### TEXT EXTRACT
The ninth season of Akademi Fantasia premiered on 2 April 2011 and concluded on 12 June 2011 on the Astro Ria television channel. Aznil Nawawi made a comeback as host along with Fauziah Ahmad Daud and Hattan also made a comeback to judge.

The professional trainers as well as twelve students of this season were revealed in a press conference which took place in ÆON malls in Malaysia| ÆON AU2, Setiawangsa. On 2 April 2011, Amy Search was revealed to be the Principal for this season during Konsert Tirai Akademi Fantasia.

The season was originally planned to be the final season, however the series would subsequently be revived in 2013.

On 12 June 2011, Hazama Ahmad Azmi was crowned the winner of the ninth season of Akademi Fantasia, beating Lenaber Hadir.

This season attracted the lowest reception of votes in the history of Akademi Fantasia, with 3.74 million votes cast.

Format changes
Several new formats were also implemented in this season. For instance, the location for Diari Akademi Fantasia was disclosed which is at ÆON AU2, Setiawangsa. Students undergo their daily routine as a student of Akademi Fantasia in the second floor of the shopping complex for public viewing. This change is a departure from the previous eight seasons where the location for Diari Akademi Fantasia was not revealed.

Operasi Gugur
The second change in Akademi Fantasia format is the implementation of Operasi Gugur. In this format, students with the least improvement would be expelled by the professional trainers in order to give an opportunity for new students to join the academy. The announcement was made at the end of the second concert in Season 9 on 16 April 2011.

### GIVEN DATA
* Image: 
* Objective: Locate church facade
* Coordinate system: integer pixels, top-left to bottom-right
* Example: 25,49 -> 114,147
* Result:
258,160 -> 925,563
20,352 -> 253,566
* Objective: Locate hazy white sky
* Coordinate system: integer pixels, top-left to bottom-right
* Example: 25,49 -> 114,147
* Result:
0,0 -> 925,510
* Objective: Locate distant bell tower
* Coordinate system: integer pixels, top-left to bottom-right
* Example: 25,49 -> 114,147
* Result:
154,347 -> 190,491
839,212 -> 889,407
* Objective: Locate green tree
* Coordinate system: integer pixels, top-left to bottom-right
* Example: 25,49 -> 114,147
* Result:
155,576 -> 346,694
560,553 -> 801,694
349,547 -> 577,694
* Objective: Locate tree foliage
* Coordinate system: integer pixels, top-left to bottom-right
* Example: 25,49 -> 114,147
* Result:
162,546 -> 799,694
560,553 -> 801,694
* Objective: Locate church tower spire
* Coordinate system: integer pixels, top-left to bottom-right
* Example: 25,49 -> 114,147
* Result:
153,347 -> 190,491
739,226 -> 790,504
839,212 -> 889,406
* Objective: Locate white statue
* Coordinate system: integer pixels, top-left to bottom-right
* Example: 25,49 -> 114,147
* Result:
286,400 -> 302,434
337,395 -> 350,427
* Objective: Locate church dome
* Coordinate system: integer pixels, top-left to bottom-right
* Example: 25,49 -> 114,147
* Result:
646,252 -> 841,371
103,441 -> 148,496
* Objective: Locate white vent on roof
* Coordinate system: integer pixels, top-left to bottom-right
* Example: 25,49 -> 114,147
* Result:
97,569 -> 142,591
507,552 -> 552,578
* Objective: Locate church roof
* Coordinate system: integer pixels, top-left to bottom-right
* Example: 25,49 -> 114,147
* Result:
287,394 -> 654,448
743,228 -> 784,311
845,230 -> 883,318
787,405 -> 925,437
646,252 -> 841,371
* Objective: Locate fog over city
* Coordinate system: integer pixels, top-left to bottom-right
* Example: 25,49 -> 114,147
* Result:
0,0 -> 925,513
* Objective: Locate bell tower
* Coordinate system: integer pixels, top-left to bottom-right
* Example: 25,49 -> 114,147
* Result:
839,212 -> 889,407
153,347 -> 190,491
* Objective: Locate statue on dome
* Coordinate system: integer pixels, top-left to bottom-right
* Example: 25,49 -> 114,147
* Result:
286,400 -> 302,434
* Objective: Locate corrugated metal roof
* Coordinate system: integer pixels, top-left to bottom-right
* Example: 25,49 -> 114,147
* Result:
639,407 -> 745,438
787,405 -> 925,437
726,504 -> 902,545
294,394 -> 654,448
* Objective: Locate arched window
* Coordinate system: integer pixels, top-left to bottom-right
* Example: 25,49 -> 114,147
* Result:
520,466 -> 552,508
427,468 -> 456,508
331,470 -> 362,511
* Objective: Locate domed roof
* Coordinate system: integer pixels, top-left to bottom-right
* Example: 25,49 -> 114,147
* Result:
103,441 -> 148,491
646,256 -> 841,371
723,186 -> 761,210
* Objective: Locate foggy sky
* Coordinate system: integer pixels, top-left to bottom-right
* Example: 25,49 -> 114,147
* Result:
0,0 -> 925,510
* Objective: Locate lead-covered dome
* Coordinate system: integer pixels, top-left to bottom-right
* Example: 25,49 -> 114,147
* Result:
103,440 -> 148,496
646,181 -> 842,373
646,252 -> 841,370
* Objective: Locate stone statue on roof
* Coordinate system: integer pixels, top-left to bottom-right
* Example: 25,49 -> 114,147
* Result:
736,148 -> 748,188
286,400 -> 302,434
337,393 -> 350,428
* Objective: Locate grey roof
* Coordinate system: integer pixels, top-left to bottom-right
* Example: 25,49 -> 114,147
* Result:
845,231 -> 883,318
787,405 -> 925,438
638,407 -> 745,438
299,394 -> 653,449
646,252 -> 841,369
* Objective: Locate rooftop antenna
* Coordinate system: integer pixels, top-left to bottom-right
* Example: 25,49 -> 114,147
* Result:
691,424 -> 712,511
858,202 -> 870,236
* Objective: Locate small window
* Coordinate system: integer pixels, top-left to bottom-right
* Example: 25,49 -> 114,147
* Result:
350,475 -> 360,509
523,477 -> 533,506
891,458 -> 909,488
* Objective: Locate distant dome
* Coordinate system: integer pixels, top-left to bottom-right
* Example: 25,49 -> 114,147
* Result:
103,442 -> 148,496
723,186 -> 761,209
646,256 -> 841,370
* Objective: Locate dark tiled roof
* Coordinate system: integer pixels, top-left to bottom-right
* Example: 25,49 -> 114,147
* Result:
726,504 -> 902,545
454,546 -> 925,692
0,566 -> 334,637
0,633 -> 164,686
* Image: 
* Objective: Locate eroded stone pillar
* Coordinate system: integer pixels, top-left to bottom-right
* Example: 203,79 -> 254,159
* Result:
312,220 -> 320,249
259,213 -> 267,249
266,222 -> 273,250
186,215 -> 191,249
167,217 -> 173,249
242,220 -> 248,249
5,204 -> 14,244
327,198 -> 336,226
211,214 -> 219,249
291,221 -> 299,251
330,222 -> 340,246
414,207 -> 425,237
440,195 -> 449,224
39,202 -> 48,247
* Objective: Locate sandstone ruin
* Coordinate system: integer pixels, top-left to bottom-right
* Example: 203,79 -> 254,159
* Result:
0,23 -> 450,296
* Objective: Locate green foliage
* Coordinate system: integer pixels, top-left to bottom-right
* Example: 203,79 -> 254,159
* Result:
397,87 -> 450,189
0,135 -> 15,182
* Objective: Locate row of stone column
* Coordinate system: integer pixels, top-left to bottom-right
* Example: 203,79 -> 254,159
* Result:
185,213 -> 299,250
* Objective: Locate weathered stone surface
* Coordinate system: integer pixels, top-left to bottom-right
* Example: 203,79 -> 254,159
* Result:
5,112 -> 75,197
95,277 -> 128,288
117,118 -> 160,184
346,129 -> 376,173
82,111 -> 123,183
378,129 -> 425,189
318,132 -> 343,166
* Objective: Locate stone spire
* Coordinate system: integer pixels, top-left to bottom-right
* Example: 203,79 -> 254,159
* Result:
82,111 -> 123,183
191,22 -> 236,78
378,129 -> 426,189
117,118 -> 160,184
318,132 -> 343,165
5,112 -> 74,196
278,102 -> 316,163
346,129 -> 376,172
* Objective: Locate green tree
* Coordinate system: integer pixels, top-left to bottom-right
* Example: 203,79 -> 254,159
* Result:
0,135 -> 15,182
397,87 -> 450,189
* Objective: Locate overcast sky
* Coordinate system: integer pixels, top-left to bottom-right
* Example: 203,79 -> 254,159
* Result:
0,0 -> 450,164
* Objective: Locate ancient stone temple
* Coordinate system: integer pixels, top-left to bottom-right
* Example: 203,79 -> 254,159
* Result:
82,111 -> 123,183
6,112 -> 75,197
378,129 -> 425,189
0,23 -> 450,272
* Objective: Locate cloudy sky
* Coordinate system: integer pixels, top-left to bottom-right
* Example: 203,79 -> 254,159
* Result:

### EXERCISE REQUIREMENTS
a) Reproduce the section of the Akademi Fantasia article starting at "The season was" and ending at "beating Lenaber Hadir.".
b) Write the next part of the Akademi Fantasia article, picking up after its final sentence.

### SET OF ANSWERS
a)
The season was originally planned to be the final season, however the series would subsequently be revived in 2013.

On 12 June 2011, Hazama Ahmad Azmi was crowned the winner of the ninth season of Akademi Fantasia, beating Lenaber Hadir.

b)
Immunity
Another change in Akademi Fantasia format is the introduction of an immunity system where the professional trainers would be given the power to exercise a veto on a student to spare him or her from elimination for that particular week. The immunity system, which consisted of 50% public voting from the audience and another 50% from a unanimous decision made by the professional trainers, was used in the eight concert of this season. The recipient of this system would advance automatically to the final concert without having to perform in the ninth concert. The new format change was revealed at the end of the sixth concert on 14 May 2011.

Auditions
Auditions were held in the following cities:
Promenade Hotel, Kota Kinabalu, Sabah - 28, 29 & 30 January
National Stadium, Bukit Jalil, Kuala Lumpur – 11, 12 & 13 February
In addition to the above cities, for the first time contestants were allowed to audition via online. To audition, they were required to upload audition clip of them singing a pre-approved song in YouTube. Then, they were required to submit their application form together with their video link. The internet auditioners were called back in order to go through the second stage until the fourth stage of the audition. Contestants were required to be between the ages of 18 to 45, and are Malaysian and Singaporean citizens who are not embedded with recording or management contracts.

On 18 February 2011, forty semi-finalists were revealed as the candidates of Akademi Fantasia. Nevertheless, only twenty-five semi-finalists were selected to move on to the next round which was determined through public voting via online and based on professional jury. The online voting commenced on 18 February 2011, and ended on 8 March 2011. 
The twelve finalists who made it into the academy were revealed in a press conference which took place in ÆON AU2, Setiawangsa.

Concert summaries

Tirai Concert
First Air Date: 2 April 2011

Note: Amy Search was announced as the Principal of this season at the end of this concert.

Week 1
First Air Date: 9 April 2011

 Guest judge: Adibah Noor

Week 2
First Air Date: 16 April 2011

 Guest judge: Fauziah Latiff

Week 3
First Air Date: 23 April 2011

 Guest judge: Norman KRU
 Note: Amir and Aida were expelled from the academy through 'AFGUGUR' after being deemed as the two students with the least improvement. They are replaced by Fina and Hazama based on the consensus achieved by the professional trainers through 'AFSERAP' scheme.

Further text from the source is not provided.